[Task brief] Repeat the part of the forum thread on training advice that starts at "When you talk" and ends after "(Dec 21, 2010)", with every character unchanged.
[Document extract — start]
# Training Advice...



## tkizzle05 (Dec 20, 2010)

Het, I Need som serious advice from u guys.  I've been reading lee and oyama and researching workout methods...  And its overwhelming, I even start to cry out of frustration, because I want to be at the PEAK of human strength and conditioning, I KNOW its possinble, I just need to find the BEST rout to get there, not the easiest, nbut the best.  What type of workout regime, would be best geared for survival, martial arts, and pure strength/power.  I dont care for looks, I figure if I do something hard, my body will take shape.  Right now im 205, athletic build and I want to drop to 185-190 for base weight.  Ive been in football my entire life so my body was geared more for that, plweas ehelp anyone if they can.  I need the most intense training, I really want to be beyond the NORMAL human strenght standard.  Thanks


----------



## Nomad (Dec 20, 2010)

This is a tough question, because a lot of what will work best for you depends on you.

When you talk about the "Peak of human strength and conditioning", it's a great ideal, but what is your current starting point?

Personally, I've found that HIIT (high intensity interval training) and P90X type workouts have been very successful for me (though I'm still a long way from the peak of human strength and conditioning).

If you really want to reach your physical peak, it'd probably be a good idea to invest in a *good* personal trainer who can better see your holes and provide customized workouts to help fill them.


----------



## tkizzle05 (Dec 21, 2010)

Ah, well My GF has the P90X system, I looked through it and seen a few things I liked, namely the Plyometrics and stretching, but even the workouts he has in there looks more like body bulding routines, he's trying to isolate muscle groups.  I always prefer full body, or a split upper/lower.  Like I said, my goal is STRENGTH not size, Power and explosiveness.  HARD DENSE Muscle, Super dense muscle.  Thanks for the post man.
[Document extract — finish]
[Dataset — start]
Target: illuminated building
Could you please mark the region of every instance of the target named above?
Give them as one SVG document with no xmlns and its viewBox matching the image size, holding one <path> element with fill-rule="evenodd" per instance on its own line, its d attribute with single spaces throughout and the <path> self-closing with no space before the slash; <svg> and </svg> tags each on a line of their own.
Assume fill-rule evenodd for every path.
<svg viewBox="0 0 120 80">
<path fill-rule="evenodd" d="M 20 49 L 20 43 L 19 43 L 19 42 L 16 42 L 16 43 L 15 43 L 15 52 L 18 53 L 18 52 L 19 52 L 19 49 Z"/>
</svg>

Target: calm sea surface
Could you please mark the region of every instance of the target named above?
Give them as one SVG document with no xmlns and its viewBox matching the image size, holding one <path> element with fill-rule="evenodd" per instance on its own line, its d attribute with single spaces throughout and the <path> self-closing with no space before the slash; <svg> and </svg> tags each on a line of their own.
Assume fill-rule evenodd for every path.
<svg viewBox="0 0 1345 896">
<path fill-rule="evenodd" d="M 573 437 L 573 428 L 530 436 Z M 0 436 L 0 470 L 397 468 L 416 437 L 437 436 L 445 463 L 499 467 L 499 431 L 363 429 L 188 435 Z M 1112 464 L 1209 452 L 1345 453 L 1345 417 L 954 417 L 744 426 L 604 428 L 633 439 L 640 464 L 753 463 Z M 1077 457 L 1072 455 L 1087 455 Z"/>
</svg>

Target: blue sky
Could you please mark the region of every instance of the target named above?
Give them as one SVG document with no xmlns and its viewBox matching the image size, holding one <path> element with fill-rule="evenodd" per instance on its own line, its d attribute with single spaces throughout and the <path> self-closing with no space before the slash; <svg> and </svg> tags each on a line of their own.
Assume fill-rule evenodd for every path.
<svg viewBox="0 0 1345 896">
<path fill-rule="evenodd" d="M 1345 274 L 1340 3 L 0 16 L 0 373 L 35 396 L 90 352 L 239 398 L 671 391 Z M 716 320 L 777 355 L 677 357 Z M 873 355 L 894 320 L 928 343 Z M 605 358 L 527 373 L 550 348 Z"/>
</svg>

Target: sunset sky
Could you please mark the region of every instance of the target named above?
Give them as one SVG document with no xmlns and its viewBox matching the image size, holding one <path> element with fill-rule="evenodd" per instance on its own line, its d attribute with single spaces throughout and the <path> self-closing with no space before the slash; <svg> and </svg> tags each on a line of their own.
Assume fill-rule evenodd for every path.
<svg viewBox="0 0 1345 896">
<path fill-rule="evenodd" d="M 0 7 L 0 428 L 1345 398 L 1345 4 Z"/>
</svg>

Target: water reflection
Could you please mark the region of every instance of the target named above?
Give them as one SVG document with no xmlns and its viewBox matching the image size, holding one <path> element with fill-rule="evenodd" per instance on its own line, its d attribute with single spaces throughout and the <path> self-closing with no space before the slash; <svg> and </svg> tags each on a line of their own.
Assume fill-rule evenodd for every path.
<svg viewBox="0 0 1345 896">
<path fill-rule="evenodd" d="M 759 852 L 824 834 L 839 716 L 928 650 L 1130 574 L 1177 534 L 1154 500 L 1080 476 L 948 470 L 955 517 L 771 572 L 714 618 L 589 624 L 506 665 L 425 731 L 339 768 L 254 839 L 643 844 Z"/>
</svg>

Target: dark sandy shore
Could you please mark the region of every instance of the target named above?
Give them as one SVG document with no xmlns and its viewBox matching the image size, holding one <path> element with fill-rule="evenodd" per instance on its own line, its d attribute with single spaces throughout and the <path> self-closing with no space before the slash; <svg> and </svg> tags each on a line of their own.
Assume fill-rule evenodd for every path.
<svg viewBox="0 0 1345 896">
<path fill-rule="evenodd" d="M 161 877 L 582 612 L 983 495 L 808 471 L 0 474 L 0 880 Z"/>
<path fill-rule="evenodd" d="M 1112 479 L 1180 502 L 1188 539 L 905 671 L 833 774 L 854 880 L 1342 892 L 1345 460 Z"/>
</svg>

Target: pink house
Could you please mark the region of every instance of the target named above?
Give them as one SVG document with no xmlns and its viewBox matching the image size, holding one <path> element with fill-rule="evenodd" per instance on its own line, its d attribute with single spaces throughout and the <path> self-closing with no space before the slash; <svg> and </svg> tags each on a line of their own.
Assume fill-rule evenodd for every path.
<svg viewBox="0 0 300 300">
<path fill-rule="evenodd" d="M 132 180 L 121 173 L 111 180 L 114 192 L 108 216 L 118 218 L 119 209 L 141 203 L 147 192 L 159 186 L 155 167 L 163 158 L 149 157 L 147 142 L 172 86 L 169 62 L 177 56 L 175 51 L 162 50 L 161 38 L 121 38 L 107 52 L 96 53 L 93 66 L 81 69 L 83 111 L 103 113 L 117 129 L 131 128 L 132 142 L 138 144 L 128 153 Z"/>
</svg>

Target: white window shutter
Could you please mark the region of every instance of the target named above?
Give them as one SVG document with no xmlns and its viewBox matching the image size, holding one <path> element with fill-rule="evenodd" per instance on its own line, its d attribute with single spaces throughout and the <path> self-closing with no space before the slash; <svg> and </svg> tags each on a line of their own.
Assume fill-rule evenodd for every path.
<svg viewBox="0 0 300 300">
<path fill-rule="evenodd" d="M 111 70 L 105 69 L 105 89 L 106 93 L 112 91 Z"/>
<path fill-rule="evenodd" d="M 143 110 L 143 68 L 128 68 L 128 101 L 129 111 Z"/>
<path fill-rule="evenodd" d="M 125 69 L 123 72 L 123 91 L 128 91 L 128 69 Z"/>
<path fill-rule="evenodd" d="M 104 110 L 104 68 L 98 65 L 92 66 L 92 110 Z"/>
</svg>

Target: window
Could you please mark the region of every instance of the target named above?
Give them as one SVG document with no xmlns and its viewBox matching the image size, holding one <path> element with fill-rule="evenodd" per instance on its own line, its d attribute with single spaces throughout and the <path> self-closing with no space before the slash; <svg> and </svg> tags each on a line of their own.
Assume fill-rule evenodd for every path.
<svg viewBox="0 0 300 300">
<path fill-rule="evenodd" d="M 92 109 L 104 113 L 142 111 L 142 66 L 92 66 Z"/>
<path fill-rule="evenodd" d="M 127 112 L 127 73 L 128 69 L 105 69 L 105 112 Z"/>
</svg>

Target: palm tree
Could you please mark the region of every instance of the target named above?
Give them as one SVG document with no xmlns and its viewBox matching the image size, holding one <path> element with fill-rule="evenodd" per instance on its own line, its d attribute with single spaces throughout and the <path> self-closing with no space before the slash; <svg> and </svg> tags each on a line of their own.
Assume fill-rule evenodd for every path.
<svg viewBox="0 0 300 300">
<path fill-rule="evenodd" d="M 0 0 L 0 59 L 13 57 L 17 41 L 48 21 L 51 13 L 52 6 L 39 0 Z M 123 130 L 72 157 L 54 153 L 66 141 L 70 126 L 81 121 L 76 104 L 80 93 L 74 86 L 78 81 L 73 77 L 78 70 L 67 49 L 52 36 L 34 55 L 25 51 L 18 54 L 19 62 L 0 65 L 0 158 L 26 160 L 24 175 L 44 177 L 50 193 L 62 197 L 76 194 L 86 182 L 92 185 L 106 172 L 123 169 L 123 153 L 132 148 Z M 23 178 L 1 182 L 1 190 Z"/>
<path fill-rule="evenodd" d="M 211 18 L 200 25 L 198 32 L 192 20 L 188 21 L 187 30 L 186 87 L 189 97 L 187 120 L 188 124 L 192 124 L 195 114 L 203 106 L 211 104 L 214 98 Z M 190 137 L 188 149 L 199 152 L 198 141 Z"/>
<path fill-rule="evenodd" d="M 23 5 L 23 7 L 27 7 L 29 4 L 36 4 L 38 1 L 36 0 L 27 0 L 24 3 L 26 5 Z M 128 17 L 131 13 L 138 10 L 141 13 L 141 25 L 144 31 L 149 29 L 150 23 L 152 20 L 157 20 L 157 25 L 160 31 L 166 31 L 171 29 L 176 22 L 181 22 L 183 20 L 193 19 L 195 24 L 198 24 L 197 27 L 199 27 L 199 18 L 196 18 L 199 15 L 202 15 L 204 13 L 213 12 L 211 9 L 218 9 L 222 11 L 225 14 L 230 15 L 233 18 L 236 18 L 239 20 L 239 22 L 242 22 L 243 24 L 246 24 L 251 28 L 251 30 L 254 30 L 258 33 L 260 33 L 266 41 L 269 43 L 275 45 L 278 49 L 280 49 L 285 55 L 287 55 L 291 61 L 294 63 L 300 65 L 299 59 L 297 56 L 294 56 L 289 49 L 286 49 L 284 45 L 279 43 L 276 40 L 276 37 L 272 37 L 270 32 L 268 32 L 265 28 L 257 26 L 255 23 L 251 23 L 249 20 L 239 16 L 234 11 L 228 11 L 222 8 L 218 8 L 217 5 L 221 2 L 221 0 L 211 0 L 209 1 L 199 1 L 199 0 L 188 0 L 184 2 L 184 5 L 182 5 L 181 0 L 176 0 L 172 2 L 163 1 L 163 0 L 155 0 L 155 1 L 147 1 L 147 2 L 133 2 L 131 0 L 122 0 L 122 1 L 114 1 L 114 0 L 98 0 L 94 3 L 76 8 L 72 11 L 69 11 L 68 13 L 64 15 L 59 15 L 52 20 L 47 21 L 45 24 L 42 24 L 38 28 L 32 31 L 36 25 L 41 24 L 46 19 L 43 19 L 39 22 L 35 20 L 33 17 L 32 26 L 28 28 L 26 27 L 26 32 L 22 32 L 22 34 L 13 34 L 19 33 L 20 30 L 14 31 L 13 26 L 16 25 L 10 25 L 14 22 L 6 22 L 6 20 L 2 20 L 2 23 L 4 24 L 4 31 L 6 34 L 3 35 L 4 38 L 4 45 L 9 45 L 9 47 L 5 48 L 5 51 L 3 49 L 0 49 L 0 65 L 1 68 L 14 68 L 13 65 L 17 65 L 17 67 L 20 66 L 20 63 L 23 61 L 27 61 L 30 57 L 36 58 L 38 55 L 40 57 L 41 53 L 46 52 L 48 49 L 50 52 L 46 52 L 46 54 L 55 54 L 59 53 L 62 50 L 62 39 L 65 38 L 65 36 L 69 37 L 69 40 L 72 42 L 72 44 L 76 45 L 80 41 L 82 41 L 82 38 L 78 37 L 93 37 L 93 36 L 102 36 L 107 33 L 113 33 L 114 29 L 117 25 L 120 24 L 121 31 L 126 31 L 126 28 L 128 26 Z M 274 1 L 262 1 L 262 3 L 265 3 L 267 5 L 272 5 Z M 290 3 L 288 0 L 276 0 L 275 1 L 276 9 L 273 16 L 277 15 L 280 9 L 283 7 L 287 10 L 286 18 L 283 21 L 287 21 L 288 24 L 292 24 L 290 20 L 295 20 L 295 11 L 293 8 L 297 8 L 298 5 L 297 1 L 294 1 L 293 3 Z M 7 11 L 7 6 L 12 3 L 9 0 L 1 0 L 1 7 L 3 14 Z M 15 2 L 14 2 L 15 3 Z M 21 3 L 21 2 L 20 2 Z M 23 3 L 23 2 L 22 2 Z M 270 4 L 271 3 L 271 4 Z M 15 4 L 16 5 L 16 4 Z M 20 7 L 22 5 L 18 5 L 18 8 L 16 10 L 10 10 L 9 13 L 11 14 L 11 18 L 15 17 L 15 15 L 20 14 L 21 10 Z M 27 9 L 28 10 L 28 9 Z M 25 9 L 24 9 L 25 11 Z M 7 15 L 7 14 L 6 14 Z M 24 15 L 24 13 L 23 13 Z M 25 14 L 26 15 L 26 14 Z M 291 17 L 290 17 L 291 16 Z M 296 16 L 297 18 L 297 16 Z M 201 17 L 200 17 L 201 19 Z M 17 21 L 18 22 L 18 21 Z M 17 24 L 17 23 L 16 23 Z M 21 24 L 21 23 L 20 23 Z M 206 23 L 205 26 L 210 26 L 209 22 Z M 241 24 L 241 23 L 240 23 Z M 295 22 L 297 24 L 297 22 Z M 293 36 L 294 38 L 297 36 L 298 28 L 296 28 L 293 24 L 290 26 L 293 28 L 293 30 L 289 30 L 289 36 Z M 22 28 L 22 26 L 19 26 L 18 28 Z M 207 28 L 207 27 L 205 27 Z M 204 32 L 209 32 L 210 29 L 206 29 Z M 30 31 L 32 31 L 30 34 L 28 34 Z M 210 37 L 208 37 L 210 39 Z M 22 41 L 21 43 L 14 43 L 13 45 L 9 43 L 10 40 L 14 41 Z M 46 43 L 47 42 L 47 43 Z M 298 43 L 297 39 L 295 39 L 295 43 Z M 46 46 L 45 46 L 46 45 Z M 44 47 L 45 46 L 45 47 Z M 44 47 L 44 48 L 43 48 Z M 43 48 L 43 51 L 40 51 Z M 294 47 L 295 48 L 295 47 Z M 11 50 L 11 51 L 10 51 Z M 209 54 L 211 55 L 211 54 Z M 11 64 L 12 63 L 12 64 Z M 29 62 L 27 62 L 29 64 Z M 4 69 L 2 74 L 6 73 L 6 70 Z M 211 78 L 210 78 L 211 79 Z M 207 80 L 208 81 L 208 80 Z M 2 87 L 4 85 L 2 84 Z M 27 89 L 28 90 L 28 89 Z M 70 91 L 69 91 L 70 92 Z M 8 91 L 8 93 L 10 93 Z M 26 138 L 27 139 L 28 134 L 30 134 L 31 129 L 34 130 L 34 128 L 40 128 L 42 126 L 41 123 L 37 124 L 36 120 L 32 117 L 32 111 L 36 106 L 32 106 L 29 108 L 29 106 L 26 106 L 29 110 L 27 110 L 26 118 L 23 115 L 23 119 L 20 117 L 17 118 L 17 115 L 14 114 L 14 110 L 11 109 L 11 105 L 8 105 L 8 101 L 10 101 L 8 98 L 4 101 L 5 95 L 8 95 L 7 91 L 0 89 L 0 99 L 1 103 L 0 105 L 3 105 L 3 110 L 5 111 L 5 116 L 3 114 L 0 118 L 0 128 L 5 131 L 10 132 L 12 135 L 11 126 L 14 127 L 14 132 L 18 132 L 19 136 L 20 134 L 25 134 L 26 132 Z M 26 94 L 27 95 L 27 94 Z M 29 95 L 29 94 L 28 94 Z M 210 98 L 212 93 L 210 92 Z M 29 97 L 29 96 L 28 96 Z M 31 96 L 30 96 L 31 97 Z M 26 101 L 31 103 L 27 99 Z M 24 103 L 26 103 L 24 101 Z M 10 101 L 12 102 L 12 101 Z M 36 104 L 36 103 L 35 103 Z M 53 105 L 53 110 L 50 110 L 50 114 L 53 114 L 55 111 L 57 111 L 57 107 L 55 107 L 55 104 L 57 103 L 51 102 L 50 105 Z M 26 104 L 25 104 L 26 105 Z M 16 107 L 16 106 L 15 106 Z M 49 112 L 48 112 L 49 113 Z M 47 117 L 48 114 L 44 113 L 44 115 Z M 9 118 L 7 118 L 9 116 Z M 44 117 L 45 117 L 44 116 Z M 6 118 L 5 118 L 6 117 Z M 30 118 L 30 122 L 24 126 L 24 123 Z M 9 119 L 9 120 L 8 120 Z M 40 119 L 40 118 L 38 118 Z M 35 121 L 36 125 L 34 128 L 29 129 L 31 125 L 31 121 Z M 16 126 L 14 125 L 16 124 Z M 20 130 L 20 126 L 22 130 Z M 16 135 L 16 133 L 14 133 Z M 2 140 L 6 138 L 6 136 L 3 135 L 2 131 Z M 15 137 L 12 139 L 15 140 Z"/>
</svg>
[Dataset — finish]
[Reply to the task]
When you talk about the "Peak of human strength and conditioning", it's a great ideal, but what is your current starting point?

Personally, I've found that HIIT (high intensity interval training) and P90X type workouts have been very successful for me (though I'm still a long way from the peak of human strength and conditioning).

If you really want to reach your physical peak, it'd probably be a good idea to invest in a *good* personal trainer who can better see your holes and provide customized workouts to help fill them.


----------



## tkizzle05 (Dec 21, 2010)